**KUTIPAN YANG DIBERIKAN**
==*==

Data ini akan dianalisis secara deskriptif kualitatif untuk menjelaskan, menguraikan, dan menggambarkan bagaimana peranan kelembagaan dan kebijakan pengelolaan hutan di lokasi penelitian serta dampak yang ditimbulkannya.

III. Hasil dan Pembahasan

1. Gambaran Umum Lokasi

(1) Lembang Turunan

Lembang Turunan merupakan salah satu Lembang yang terdapat di Kecamatan Sangalla yang merupakan hasil pemekaran dari Lembang Bulian Massa’bu pada tahun 2004. Lembang Turunan ini terletak pada koordinat 02°05’10” Lintang Selatan dan 119°54’38” Bujur Timur dengan ketinggian ± 800 meter dari permukaan laut (dpl).

Luas wilayah Lembang Turunan adalah 1340 ha dengan jumlah kampung/dusun sebanyak 4 buah yaitu : Dusun kalembang, Dusun Pasang, Dusun Bassang dan Dusun Boto’ Turunan.

Jumlah penduduk Lembang Turunan 1737 jiwa (laki-laki 875 jiwa, perempuan 862 jiwa) dengan jumlah kepala keluarga 417 jiwa (BPS Kabupaten Tana Toraja 2005).

(2) Kecamatan Tondon Nanggala

Kecamatan Tondon Nanggala terletak sekitar 12 km dari kota Rantepao dan 30 km dari ibukota kabupaten (Makale) yang mempunyai letak geografis pada posisi antara 2°53’ sampai 3°06’ Lintang Selatan dan 119°57’ sampai 120°05 Bujur Timur. Kecamatan Tondon Nanggala berada pada ketinggian 500 sampai 1600 m diatas permukaan laut.

Secara administratif wilayah kecamatan Tondon Nanggala memiliki batas-batas berikut :

  • Sebelah Utara berbatasan dengan Kecamatan Sa’dan Balusu dan Kabupaten Luwu.
  • Sebelah Timur berbatasan dengan Kabupaten Luwu.
  • Sebelah Selatan berbatasan dengan Kecamatan Buntao Rantebua dan Kecamatan Sanggalangi.
  • Sebelah Barat berbatasan dengan Kecamatan Sanggalangi’, Kecamatan Rantepao dan Kecamatan Sesean.

==*==

[Entri data yang terkumpul]
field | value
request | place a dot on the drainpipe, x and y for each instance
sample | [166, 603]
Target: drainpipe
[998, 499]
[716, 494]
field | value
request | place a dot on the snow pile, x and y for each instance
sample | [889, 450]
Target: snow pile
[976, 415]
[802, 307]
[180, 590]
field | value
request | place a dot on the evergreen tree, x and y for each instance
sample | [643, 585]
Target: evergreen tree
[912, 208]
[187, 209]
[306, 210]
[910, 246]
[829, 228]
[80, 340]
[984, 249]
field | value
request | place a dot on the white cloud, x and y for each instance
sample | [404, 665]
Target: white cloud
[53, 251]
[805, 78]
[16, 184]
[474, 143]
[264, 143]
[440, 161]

==*==

**PERMINTAAN**
Tentukan apakah setiap pernyataan berikut sesuai dengan kutipan tentang lokasi penelitian. (a) Lembang Turunan terbentuk dari pemekaran Lembang Bulian Massa’bu pada tahun 2004. (b) Lembang Turunan memiliki lima dusun. (c) Di sebelah timur, Kecamatan Tondon Nanggala berbatasan dengan Kabupaten Luwu. Jawab ya atau tidak untuk setiap pernyataan, disertai kata-kata penentu dari kutipan yang dikutip persis.

**KELUARAN LENGKAP**
(a) Ya: "merupakan hasil pemekaran dari Lembang Bulian Massa’bu pada tahun 2004"
(b) Tidak: "jumlah kampung/dusun sebanyak 4 buah"
(c) Ya: "Sebelah Timur berbatasan dengan Kabupaten Luwu."